* [TASK BRIEF]
Put the stretch of the records from the line containing "Segment the glass" through the line containing "M178 12L189 11L177" into a JSON list of strings, one string per line, leaving out blank lines and including nothing outside that stretch.

* [STORED ROWS]

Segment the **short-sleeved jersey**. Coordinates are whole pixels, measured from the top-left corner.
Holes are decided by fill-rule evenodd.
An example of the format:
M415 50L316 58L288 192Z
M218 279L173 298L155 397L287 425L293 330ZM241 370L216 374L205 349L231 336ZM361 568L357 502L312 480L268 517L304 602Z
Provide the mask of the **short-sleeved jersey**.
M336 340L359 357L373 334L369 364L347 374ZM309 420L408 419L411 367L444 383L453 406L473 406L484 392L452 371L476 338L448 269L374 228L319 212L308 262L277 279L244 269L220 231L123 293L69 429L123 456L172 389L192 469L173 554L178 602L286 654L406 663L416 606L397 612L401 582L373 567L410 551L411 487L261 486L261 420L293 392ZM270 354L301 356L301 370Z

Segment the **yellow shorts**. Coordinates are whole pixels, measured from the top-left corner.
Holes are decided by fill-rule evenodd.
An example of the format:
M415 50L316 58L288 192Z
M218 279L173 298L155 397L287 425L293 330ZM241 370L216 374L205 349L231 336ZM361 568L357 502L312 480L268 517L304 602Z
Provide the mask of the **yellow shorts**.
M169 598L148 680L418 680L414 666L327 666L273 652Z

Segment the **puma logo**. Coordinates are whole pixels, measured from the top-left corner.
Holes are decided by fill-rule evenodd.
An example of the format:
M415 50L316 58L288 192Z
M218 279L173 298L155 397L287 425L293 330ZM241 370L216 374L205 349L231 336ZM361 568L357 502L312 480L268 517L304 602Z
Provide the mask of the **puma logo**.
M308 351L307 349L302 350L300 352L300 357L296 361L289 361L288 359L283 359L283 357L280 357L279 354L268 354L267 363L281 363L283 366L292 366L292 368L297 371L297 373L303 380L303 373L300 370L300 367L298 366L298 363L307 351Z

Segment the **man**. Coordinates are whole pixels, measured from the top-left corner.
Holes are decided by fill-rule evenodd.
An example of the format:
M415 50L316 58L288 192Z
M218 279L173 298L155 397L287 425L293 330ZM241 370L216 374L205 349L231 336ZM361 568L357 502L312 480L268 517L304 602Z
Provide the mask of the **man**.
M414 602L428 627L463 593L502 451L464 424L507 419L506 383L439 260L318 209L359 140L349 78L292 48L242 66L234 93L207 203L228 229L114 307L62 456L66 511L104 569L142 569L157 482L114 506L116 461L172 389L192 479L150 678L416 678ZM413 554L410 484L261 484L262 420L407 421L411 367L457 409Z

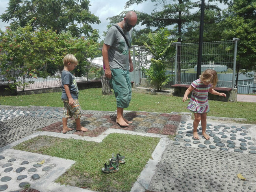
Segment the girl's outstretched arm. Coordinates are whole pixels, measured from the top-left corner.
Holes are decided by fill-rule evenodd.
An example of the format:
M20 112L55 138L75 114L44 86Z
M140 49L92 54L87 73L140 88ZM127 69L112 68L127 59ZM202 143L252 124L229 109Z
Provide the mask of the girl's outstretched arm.
M209 92L214 95L219 95L219 96L224 96L226 97L226 94L224 93L220 93L215 90L214 89L211 87L209 90Z
M192 87L192 86L190 85L189 87L186 90L186 91L185 92L185 94L184 94L184 96L183 96L183 98L182 99L182 101L183 102L184 102L187 100L188 99L188 98L187 97L187 96L189 94L189 93L190 93L190 92L191 92L195 88Z

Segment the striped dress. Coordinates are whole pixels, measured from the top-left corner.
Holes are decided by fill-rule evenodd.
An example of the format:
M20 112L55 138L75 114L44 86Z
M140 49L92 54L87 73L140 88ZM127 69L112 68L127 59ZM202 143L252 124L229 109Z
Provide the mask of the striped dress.
M211 84L204 85L198 79L192 82L193 90L187 109L197 113L205 113L210 111L208 104L208 92L212 87Z

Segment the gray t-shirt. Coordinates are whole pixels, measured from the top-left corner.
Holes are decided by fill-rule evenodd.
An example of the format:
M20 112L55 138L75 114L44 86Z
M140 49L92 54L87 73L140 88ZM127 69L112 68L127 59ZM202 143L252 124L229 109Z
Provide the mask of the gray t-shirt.
M61 73L61 87L62 88L62 94L61 99L67 99L68 97L66 94L66 91L64 88L64 85L68 85L69 90L71 96L73 99L78 98L78 88L75 79L75 76L70 72L65 70L63 70Z
M129 47L130 47L132 44L132 30L125 32L118 25L115 24L115 25L123 31L128 41ZM129 70L129 47L124 38L115 27L112 26L108 29L104 43L111 46L108 50L110 68Z

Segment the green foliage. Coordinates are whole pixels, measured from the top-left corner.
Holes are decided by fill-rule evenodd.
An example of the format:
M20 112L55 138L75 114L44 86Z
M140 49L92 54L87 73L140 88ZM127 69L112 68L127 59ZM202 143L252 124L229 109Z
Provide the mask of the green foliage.
M17 86L24 90L29 78L54 75L63 69L63 59L68 53L77 58L78 67L75 72L82 75L89 65L87 58L94 58L99 52L93 35L86 39L73 37L68 32L57 34L43 28L35 31L29 24L15 31L7 28L0 33L0 68L2 74L13 83L11 89Z
M33 30L52 28L57 34L68 31L73 37L98 36L91 24L99 24L98 17L89 10L87 0L9 0L9 6L0 18L10 22L11 28L25 27L30 23Z
M148 38L151 46L144 43L146 48L153 55L151 64L149 69L144 69L145 74L150 84L158 91L161 91L162 87L171 80L171 76L166 75L166 66L164 61L168 58L174 57L176 51L173 42L170 41L170 31L166 28L160 29L157 32L149 33Z

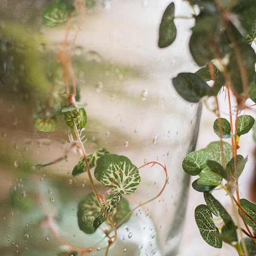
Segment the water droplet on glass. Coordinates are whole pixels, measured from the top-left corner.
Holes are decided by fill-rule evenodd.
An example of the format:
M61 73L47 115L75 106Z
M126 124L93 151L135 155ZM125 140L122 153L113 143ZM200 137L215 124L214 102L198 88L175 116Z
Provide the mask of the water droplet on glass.
M144 102L147 99L148 97L148 90L146 89L144 89L141 94L140 94L140 100L142 102Z
M158 140L158 135L157 134L155 134L154 138L153 138L153 145L155 145L157 143L157 140Z
M25 234L23 237L24 238L24 239L25 240L27 240L28 239L29 239L29 235L27 234Z
M24 191L24 190L23 190L23 191L22 191L22 192L21 192L21 196L22 197L26 197L26 192Z
M98 82L98 84L95 87L95 92L97 93L101 93L103 88L103 84L101 81Z

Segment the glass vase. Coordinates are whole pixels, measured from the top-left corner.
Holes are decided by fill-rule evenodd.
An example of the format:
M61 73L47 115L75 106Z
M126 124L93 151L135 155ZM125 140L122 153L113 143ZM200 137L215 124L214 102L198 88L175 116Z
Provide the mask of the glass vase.
M178 12L189 11L177 2ZM81 156L70 147L75 134L61 113L67 92L56 56L76 38L69 53L76 99L87 104L85 151L106 148L125 156L141 178L134 193L123 195L135 209L108 253L175 255L189 186L181 163L195 148L201 105L180 98L170 78L193 68L187 47L191 24L177 24L183 34L160 49L158 29L169 1L87 0L64 46L67 25L42 23L51 3L0 1L0 250L8 256L106 254L113 233L107 221L91 234L78 224L78 207L92 190L86 172L72 175ZM57 127L38 131L35 120L48 105L57 112ZM107 198L111 191L93 178Z

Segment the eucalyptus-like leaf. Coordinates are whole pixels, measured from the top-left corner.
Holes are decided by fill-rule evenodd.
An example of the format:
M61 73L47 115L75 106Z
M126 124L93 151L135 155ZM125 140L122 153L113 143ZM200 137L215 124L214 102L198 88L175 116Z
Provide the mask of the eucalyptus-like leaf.
M211 142L202 150L208 156L209 160L214 160L222 164L220 143L220 141ZM225 141L223 143L224 157L226 161L227 161L232 157L232 146Z
M237 135L239 137L247 134L252 128L254 119L249 115L239 116L237 118Z
M120 193L116 193L109 199L107 199L108 205L105 203L102 204L103 207L109 216L112 215L114 209L120 201L121 197L122 195ZM93 221L93 226L94 229L96 230L106 220L106 218L107 217L102 210L99 215Z
M85 102L82 104L76 105L75 106L73 105L72 105L69 107L67 108L64 108L61 109L61 111L63 113L68 112L69 111L73 111L74 110L76 110L77 109L80 109L80 108L84 108L84 107L87 106L88 104Z
M249 237L246 237L244 239L248 256L256 256L256 243L253 239ZM240 243L240 245L242 247L241 241Z
M211 94L211 87L195 74L180 73L172 79L177 93L186 100L197 102L204 96Z
M159 28L158 46L160 48L169 46L176 38L177 29L174 21L175 9L174 3L171 3L163 15Z
M243 65L245 70L244 76L247 76L248 83L251 81L255 71L254 65L256 62L256 55L251 46L245 43L238 44L241 60L237 59L234 51L230 58L230 74L231 84L234 90L238 93L243 92L242 74L240 73L239 67ZM247 84L247 85L248 85Z
M75 7L62 0L55 0L50 3L43 14L43 23L52 27L64 24L70 17Z
M193 188L198 192L208 192L212 190L216 187L215 186L202 186L198 185L197 183L198 179L195 180L192 183Z
M221 177L217 173L207 169L202 172L200 177L198 180L198 185L204 186L218 186L222 181Z
M247 157L244 158L243 156L239 154L236 156L236 170L235 168L235 158L232 157L226 166L226 171L228 176L232 174L233 177L237 179L244 170Z
M107 154L110 154L110 152L108 150L107 148L104 147L94 152L94 153L90 153L87 154L86 157L87 157L89 167L90 169L96 166L99 158L102 156ZM72 171L72 175L75 176L84 172L86 171L86 166L85 166L84 159L82 157L79 160L78 163L74 167L73 171Z
M256 221L256 204L244 198L240 200L240 204L245 211ZM239 214L241 214L240 211L239 212ZM253 221L245 214L243 214L243 215L246 223L250 227L256 228L256 225Z
M80 229L86 234L95 231L93 224L101 209L93 193L87 195L78 204L77 219Z
M256 103L256 83L251 83L248 87L248 96Z
M121 198L120 201L115 208L112 215L112 218L116 224L122 221L122 224L127 222L130 218L131 215L124 219L131 211L129 205L129 202L124 197Z
M182 162L183 170L189 175L198 175L206 167L208 158L207 155L203 151L193 151L183 159Z
M221 137L223 139L227 139L233 137L234 135L230 134L231 132L230 124L225 118L220 117L215 120L213 123L213 131L219 137L221 137L219 133L219 122L220 122L221 124L221 128L222 131Z
M99 159L94 176L105 186L125 195L133 193L140 182L137 167L126 157L115 154Z
M222 178L227 180L226 172L223 169L221 165L218 162L214 160L207 160L206 164L211 171L217 173L217 174L218 174Z
M65 121L71 128L73 127L73 121L78 129L81 130L84 127L87 122L87 116L84 108L79 108L64 113Z
M34 126L39 131L52 131L57 127L57 118L56 116L51 116L35 118Z
M215 248L221 248L222 241L215 235L219 234L212 221L212 215L207 205L200 204L195 210L195 218L204 240Z

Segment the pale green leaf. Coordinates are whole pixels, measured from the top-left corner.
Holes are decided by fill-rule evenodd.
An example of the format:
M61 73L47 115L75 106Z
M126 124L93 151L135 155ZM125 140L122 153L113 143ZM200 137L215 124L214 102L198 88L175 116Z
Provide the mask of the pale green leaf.
M221 137L223 139L227 139L233 137L234 135L230 134L231 131L230 124L225 118L221 117L219 119L218 118L215 120L213 124L213 131L219 137L221 137L219 133L219 122L220 122L221 123L221 129L222 131Z
M198 179L194 180L192 183L192 187L193 188L198 192L206 192L210 191L216 187L215 186L203 186L199 185L197 181Z
M197 102L204 96L211 94L211 87L192 73L180 73L172 79L172 83L179 94L191 102Z
M107 205L105 203L102 204L103 207L109 216L111 216L112 215L114 209L116 207L116 205L120 201L121 197L122 195L120 193L116 193L109 199L107 199L107 202L108 205ZM106 220L106 218L107 217L102 210L99 215L93 221L93 226L94 229L96 230Z
M237 119L237 135L239 137L247 134L252 128L254 119L249 115L239 116Z
M43 14L44 25L52 27L64 24L70 17L75 7L62 0L55 0L50 3Z
M220 141L211 142L202 150L207 154L209 160L214 160L221 164L220 143ZM224 141L223 143L224 156L227 162L232 157L232 147L227 142Z
M96 166L99 158L102 156L107 154L110 154L110 152L108 150L107 148L104 147L94 152L94 153L87 154L86 157L89 168L90 169ZM84 159L82 157L79 160L78 163L74 167L73 171L72 171L72 175L73 176L76 176L79 174L83 173L86 171Z
M244 158L241 155L237 155L236 157L236 170L235 168L235 158L232 157L226 166L227 175L230 176L230 174L235 178L237 179L243 172L245 163L247 162L247 157Z
M87 122L87 116L84 108L79 108L64 113L65 121L67 124L71 128L73 127L73 122L76 127L80 130L84 127Z
M137 167L126 157L115 154L99 159L94 176L105 186L125 195L133 193L140 182Z
M217 186L221 184L222 181L222 178L218 174L207 169L204 172L202 172L197 183L201 186Z
M240 199L240 203L245 211L256 221L256 204L245 199ZM240 214L240 211L239 212ZM247 224L250 227L256 228L256 224L246 215L244 214L243 215Z
M198 206L195 210L195 218L204 240L215 248L221 248L222 241L215 235L219 234L218 228L213 223L212 212L205 204Z
M177 29L174 21L175 9L174 3L171 3L163 15L159 28L158 46L160 48L167 47L176 38Z
M93 223L101 209L93 193L87 195L78 204L77 219L80 229L86 234L92 234L95 230Z
M183 160L182 168L184 171L189 175L198 175L206 167L207 159L208 157L204 151L193 151Z
M79 105L76 105L76 106L72 105L69 107L67 108L64 108L61 109L61 111L63 113L68 112L69 111L73 111L77 109L80 109L80 108L83 108L84 107L87 106L87 104L86 103L83 103Z

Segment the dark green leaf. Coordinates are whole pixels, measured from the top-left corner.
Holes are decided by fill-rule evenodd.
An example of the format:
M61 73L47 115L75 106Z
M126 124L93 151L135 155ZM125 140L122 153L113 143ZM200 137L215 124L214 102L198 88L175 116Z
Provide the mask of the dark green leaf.
M197 181L198 180L196 180L192 183L192 187L193 188L198 192L208 192L212 190L216 187L215 186L202 186L198 185Z
M67 108L64 108L61 110L61 111L65 113L70 111L73 111L74 110L76 110L77 109L80 109L80 108L84 108L84 107L87 106L87 104L86 103L83 103L83 104L77 105L75 106L73 105L67 107Z
M249 84L248 87L248 96L256 103L256 83L253 83Z
M241 62L245 71L246 76L249 83L251 81L255 73L254 65L256 61L256 55L254 50L250 46L245 43L240 43L238 45L240 55L241 56ZM241 65L242 64L241 63ZM234 90L238 93L243 92L243 84L239 63L236 59L235 52L233 51L230 58L230 74L232 86Z
M202 149L210 160L214 160L221 164L220 142L211 142L205 148ZM224 156L226 161L232 157L232 147L229 143L223 142Z
M43 14L44 25L52 27L64 25L70 17L75 7L62 0L55 0L50 3Z
M167 47L176 38L177 30L174 21L175 9L174 3L171 3L163 15L159 28L158 46L160 48Z
M222 178L218 174L207 169L204 172L202 172L197 183L201 186L218 186L222 181Z
M172 79L178 93L186 100L197 102L211 93L211 87L199 76L192 73L180 73Z
M64 115L67 124L71 128L73 126L72 119L75 122L77 128L80 130L84 127L87 122L87 116L84 108L65 112Z
M184 171L189 175L198 175L206 167L207 159L208 157L204 151L193 151L183 159L182 168Z
M226 172L223 169L221 165L218 162L214 160L208 160L206 164L211 171L218 174L222 178L227 179Z
M96 166L99 159L102 156L107 154L110 154L110 152L108 150L107 148L104 147L94 153L91 153L87 154L86 156L89 168L90 169ZM86 171L86 166L85 166L84 160L83 157L81 157L78 163L74 167L72 171L72 175L73 176L76 176L79 174L84 172Z
M256 243L253 239L246 237L244 239L245 245L248 253L248 256L256 256ZM242 246L241 242L240 242L241 246Z
M125 219L123 220L123 219L131 211L129 202L126 199L122 197L113 211L112 219L116 224L121 221L122 221L122 224L123 224L129 220L130 215Z
M217 118L215 120L213 124L213 131L214 131L214 132L219 137L221 137L219 132L219 122L220 122L220 122L221 124L221 137L223 139L227 139L228 138L233 137L234 135L230 134L231 131L230 124L230 122L225 118L221 117L219 119Z
M116 193L113 195L109 199L107 199L107 202L108 205L107 205L105 203L102 204L106 212L109 216L111 216L114 209L116 207L116 205L120 201L122 195L120 193ZM102 210L97 218L94 220L93 223L94 229L96 230L105 220L107 217L104 214Z
M216 234L219 234L219 232L212 218L212 212L207 205L201 204L195 208L195 218L202 237L211 246L221 248L222 241L215 236Z
M115 154L99 159L94 176L105 186L125 195L133 193L140 182L137 167L126 157Z
M77 219L80 229L86 234L95 231L93 224L101 209L93 193L87 195L78 204Z
M240 199L240 204L245 211L256 221L256 204L245 199ZM239 212L240 214L240 211L239 211ZM244 214L243 215L246 223L250 227L256 228L255 224Z
M249 115L239 116L237 119L237 135L239 137L247 134L252 128L254 119Z

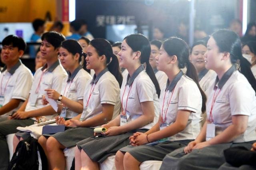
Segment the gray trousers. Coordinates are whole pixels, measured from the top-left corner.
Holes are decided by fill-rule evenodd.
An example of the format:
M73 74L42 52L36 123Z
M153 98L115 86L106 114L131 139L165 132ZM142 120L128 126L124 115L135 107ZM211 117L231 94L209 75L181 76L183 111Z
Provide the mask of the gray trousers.
M29 126L34 124L34 121L32 119L13 119L0 122L0 170L7 170L9 162L9 149L6 136L18 132L17 127Z
M223 150L231 147L242 146L248 149L255 141L240 143L216 144L200 149L195 149L188 154L184 148L177 149L166 155L160 170L218 170L226 162Z

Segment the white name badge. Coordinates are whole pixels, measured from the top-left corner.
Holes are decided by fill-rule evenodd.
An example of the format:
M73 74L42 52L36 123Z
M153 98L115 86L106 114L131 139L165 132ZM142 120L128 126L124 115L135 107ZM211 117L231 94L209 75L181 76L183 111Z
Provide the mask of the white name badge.
M84 118L85 117L85 116L88 114L89 112L87 111L87 107L86 107L85 108L84 108L84 110L83 111L83 113L81 115L81 117L80 117L80 119L79 121L80 122L82 122L84 120Z
M164 128L167 128L168 126L169 125L165 123L161 123L160 124L160 130L163 130ZM160 142L163 142L166 140L168 140L168 138L165 138L160 139L159 141Z
M30 106L35 106L36 103L36 101L37 100L37 97L38 95L36 93L32 94L30 93L30 96L31 97L31 100L30 102Z
M0 107L2 107L4 105L4 96L0 96Z
M125 115L120 115L120 126L123 126L127 124L127 118Z
M63 117L64 119L66 119L66 114L67 113L67 108L64 107L61 111L61 113L60 113L60 117Z
M215 137L215 125L208 123L206 127L206 141L209 140Z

* [FINAL RESULT]
[
  "Segment the glass vase. Coordinates are whole pixels, measured from the top-left corner.",
  "Holes are decided by fill-rule evenodd.",
  "An example of the format:",
  "M61 73L47 115L75 106Z",
  "M126 124L93 151L135 155ZM125 140L122 153L113 143ZM200 137L215 124L214 102L198 88L175 116Z",
  "Provide the mask of the glass vase.",
  "M178 12L189 11L177 2ZM81 156L70 147L75 134L61 113L67 92L56 56L76 38L69 53L76 99L87 104L85 151L106 148L125 156L141 178L134 193L123 195L135 209L108 253L175 255L189 186L181 163L195 148L201 105L180 98L170 78L193 68L187 47L191 24L177 24L183 34L160 49L158 29L169 1L87 0L64 46L67 25L42 23L51 3L0 1L0 250L8 256L106 254L113 233L107 221L91 234L78 224L78 207L92 190L86 172L72 175ZM57 127L38 131L35 120L48 105L57 112ZM107 198L111 191L93 178Z"
]